What you need to do
Duplicate the following lines verbatim, from the first through the last.

Exercise inputs

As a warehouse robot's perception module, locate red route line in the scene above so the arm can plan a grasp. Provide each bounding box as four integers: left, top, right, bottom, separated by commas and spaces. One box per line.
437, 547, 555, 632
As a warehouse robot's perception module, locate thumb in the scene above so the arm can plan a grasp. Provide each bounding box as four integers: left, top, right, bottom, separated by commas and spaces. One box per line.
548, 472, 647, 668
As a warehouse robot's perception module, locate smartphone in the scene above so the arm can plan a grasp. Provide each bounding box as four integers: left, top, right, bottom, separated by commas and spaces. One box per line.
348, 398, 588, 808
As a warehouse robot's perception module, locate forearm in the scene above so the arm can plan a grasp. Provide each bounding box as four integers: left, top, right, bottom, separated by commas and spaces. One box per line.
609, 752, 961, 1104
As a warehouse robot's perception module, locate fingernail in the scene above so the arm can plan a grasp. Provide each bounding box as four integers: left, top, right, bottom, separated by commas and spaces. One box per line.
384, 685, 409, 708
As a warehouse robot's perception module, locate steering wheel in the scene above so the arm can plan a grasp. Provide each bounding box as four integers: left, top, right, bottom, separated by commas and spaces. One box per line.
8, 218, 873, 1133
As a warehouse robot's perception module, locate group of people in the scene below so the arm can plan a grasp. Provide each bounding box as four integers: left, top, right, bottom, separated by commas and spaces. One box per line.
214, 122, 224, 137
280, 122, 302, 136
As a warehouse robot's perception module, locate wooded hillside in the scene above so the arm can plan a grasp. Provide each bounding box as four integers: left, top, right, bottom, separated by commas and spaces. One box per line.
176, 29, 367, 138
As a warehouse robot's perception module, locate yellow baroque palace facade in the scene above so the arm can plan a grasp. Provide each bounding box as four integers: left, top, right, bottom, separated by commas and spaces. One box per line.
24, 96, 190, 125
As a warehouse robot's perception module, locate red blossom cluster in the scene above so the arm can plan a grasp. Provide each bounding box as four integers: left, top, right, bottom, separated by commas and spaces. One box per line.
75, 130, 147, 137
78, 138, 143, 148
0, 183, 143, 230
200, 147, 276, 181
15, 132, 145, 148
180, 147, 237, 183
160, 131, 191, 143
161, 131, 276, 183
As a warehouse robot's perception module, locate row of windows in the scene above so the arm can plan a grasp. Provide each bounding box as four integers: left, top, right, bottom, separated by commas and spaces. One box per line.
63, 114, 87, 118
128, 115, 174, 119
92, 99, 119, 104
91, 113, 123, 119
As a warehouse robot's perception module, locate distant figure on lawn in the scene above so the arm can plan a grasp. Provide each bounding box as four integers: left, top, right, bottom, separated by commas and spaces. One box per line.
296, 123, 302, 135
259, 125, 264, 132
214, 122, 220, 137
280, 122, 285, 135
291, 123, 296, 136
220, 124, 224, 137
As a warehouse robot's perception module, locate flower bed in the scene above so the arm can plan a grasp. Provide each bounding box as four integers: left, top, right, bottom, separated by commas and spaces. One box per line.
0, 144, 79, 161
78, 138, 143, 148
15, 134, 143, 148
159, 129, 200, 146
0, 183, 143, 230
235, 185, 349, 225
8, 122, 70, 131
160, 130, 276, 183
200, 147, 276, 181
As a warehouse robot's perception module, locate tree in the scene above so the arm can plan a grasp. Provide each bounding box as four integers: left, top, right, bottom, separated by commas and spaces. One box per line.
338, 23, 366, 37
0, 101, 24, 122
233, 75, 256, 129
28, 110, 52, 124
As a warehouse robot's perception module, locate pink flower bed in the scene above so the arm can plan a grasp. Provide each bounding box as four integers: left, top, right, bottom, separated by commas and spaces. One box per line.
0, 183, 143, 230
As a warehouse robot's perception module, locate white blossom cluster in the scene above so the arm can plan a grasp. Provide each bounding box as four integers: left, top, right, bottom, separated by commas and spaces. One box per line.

Response
As a warehouse robot's perception module, locate red route line in the scene above so the arm can plan a grasp. Provide each bounding box as four integers: left, top, right, bottom, separated by commas and spaces. One box per line.
437, 547, 555, 632
As a warehouse robot's perception module, locate thumb in the scene above so the arm can plan a grasp. Provide each bounding box as four integers: left, top, right, bottom, separated by commas and spaces. One box per line.
548, 472, 647, 668
As a warehouse robot's perception module, locate smartphone in the scene above so the arm can plan a grasp. Provide each bounding box as four integers: left, top, right, bottom, separated by commas and spaces. One box per line.
348, 398, 588, 808
As a warehouse robot's perception module, locate forearm in the scene above so the arm can plan a grasp. Provide each bounding box as four integers: left, top, right, bottom, separated by commas and spaces. One box per line.
609, 752, 961, 1104
As a warehouse robot's perception module, locate fingernail in the scene above so the arm can plan a grasp. Provide each bounding box as four integers: left, top, right, bottom, separated by commas and spaces. One box per line.
384, 685, 409, 708
As a warehouse robot's perception module, locate steering wheel in the scene above so the arm can plan a grasp. Provide each bounding box as four integers: left, top, right, bottom, separated by commas and spaces. One box per line.
8, 218, 873, 1133
As a warehouse robot's perception module, locate group of people in the scene below so the arm can plan a grasp. Provide each bounding box as four integers: left, top, right, bottom, separated by commas and spaces. One box per line.
214, 122, 224, 137
280, 122, 302, 136
As a warehouse robot's perception module, locate wooded hillside in the scene above so the arm can plan a grasp. Provide each bounding box as four integers: left, top, right, bottom, separated by commas and spaces. One box per line.
176, 29, 367, 138
As a warehouse robot's perception module, locate yellow baroque palace facade in the scene above so the arm can plan a grasp. Provide each bounding box as four integers: left, top, right, bottom, separated by commas and spaces. One box per line.
24, 96, 190, 125
As a warehouse robot's perception module, locate red blossom cluster in the scene above so the arm can plan a grasp. Provide each bounding box as four integers: left, top, right, bottom, separated by commas and spaces. One box per line.
75, 130, 147, 137
78, 138, 143, 148
0, 183, 143, 230
200, 147, 276, 181
15, 132, 145, 148
180, 147, 237, 183
160, 131, 191, 143
161, 131, 276, 183
As a warehouse robot's perception module, locate row of windows in the scene above so the arm can plan a grasp. Provide each bounding box as four integers: left, top, right, bottom, separated by commas and spaces. One box per line.
63, 114, 87, 118
128, 115, 174, 119
92, 99, 119, 104
91, 113, 123, 119
As a warehouse robot's perception module, locate distant figure on lawn in the scene above so the arm can plan a grasp. Provide each bounding box as four integers: left, top, right, bottom, separated by commas and spaces. One box per line.
296, 123, 302, 135
259, 125, 264, 132
214, 122, 220, 137
280, 122, 285, 135
291, 123, 296, 136
220, 124, 224, 137
As a warehouse robot's perception module, locate flower bed in the scene above so the arm can plan a grasp. Provide each bounding box as four integers: left, top, right, bottom, separated by commas and spaces. One box per line.
0, 144, 79, 161
78, 138, 143, 148
15, 134, 143, 148
159, 129, 200, 146
0, 183, 143, 230
235, 185, 349, 225
8, 122, 70, 131
160, 130, 276, 183
200, 147, 276, 181
As a warehouse robot's perception module, locate tree in the scene above so the arm can plan a grasp. Provide each bounding box as four integers: left, top, right, bottom, separated by commas and spaces. One box per line.
338, 23, 366, 37
0, 101, 24, 122
233, 75, 256, 129
28, 110, 52, 124
As a warehouse robot's perception module, locate pink flower bed in the scene above so the arm can plan a grasp. Provide each bounding box as four integers: left, top, right, bottom, separated by commas and spaces. One box per line.
0, 183, 143, 230
As a warehouse robot's perception module, locate white blossom cluster in the scene above so the arm can plan a grasp. Provide each bounding box as four integers: left, top, right, bottom, separated by commas and spaces. One box per line.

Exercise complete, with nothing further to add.